Instructions to follow
Copy from the line containing "Bet you can't find tiled" through the line containing "[585,84,764,332]" in the records below, both lines included, reproducing each line unchanged.

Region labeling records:
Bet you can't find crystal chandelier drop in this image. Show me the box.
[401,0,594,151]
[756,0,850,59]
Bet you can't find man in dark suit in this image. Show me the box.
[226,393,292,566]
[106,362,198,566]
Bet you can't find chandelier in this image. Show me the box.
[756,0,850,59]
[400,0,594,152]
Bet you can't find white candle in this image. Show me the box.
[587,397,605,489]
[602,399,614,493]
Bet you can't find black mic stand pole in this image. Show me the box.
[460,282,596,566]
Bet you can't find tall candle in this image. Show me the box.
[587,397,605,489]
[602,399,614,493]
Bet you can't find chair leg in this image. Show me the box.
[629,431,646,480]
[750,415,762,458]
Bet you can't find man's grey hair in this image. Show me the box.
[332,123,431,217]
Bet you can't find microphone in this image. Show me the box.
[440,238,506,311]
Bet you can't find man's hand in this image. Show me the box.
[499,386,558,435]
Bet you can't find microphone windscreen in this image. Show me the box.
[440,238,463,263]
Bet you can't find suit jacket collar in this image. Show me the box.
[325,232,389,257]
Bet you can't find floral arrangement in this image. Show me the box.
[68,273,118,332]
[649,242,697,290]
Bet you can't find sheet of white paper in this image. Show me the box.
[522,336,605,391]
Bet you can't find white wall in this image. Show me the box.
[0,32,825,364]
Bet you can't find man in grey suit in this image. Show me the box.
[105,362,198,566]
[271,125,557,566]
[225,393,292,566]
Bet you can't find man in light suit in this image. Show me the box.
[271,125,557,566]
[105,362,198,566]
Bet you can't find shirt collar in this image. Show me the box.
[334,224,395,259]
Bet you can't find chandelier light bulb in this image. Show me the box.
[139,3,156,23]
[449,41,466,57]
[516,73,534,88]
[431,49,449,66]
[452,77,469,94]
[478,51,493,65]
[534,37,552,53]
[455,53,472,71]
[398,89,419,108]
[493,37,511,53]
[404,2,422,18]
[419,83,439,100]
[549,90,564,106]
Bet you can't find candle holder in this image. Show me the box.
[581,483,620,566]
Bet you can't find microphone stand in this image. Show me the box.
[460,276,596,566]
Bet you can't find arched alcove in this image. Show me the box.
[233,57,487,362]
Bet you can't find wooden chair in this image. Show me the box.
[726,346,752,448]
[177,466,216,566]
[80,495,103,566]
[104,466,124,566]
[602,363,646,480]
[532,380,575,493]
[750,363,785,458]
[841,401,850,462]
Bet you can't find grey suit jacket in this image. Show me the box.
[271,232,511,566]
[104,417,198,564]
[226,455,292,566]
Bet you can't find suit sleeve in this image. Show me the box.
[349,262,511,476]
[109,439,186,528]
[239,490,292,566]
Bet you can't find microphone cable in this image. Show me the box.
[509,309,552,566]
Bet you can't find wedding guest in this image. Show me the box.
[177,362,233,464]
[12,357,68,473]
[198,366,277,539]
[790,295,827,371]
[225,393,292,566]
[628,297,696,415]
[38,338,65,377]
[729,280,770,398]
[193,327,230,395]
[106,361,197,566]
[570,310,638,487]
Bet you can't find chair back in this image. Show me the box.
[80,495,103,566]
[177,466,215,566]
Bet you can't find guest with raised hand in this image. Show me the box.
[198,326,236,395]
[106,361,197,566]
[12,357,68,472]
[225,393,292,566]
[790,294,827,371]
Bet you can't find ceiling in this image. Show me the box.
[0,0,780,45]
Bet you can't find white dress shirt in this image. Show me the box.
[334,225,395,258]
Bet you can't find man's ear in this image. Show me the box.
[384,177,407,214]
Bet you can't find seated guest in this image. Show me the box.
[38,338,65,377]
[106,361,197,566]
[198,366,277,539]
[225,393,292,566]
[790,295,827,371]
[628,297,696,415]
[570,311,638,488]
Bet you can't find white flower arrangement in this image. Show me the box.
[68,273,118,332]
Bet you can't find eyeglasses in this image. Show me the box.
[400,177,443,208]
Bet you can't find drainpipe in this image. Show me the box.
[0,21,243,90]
--
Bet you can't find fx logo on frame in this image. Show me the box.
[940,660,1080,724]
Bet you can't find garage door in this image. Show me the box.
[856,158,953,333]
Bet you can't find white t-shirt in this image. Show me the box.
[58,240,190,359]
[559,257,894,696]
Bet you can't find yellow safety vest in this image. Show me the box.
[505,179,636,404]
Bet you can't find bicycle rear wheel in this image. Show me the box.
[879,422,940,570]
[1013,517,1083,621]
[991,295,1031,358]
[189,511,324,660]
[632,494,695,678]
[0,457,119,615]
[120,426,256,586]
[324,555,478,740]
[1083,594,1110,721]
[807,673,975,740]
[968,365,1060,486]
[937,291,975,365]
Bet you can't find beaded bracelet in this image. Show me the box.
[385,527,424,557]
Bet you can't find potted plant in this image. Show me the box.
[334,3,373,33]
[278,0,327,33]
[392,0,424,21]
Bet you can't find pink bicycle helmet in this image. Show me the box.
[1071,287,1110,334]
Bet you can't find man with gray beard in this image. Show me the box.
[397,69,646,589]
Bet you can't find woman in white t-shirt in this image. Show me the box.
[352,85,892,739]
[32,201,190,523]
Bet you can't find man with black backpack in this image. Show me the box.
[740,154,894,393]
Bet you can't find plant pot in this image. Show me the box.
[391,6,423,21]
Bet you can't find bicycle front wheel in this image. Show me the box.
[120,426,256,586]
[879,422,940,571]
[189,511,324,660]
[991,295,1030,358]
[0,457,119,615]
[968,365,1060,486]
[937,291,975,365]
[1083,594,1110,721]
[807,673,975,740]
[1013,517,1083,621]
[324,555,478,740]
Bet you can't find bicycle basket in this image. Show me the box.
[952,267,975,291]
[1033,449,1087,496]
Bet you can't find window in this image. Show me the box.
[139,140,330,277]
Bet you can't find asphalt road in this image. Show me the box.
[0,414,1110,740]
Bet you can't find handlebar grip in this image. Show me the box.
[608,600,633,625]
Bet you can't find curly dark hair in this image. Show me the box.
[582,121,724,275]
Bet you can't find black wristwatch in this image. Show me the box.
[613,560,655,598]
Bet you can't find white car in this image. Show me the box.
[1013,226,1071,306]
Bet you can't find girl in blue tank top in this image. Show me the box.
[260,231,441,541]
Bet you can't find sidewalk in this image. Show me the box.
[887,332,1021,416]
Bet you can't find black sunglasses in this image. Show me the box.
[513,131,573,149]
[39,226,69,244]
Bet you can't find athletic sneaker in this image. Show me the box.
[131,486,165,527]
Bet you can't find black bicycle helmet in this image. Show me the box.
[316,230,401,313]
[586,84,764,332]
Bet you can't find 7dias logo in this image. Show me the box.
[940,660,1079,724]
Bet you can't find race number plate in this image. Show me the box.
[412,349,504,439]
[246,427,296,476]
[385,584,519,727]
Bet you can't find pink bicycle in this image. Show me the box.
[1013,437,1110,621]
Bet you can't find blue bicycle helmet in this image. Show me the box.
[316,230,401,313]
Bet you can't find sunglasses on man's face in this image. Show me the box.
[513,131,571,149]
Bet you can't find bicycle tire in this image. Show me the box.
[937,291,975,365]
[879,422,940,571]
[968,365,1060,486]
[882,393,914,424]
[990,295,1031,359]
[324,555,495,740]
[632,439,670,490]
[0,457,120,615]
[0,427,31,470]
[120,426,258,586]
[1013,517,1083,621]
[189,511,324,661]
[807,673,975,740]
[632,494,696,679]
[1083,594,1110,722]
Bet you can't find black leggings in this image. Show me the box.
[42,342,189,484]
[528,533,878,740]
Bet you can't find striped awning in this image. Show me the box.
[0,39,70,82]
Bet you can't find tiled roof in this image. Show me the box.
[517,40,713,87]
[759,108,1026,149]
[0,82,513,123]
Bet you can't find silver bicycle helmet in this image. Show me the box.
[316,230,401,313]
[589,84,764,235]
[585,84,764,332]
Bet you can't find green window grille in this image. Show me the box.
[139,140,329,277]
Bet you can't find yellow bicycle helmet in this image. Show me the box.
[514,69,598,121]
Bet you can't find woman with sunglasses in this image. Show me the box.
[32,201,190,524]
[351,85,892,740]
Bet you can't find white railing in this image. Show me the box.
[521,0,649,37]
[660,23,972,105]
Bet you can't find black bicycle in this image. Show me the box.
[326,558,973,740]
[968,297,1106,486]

Written response
Bet you can't find tiled roof in this image. Show me the box.
[517,40,713,87]
[759,108,1026,149]
[0,82,513,123]
Bet you can't find silver bicycle helmet in this image. Show me the box.
[316,230,401,313]
[589,84,764,235]
[585,84,764,332]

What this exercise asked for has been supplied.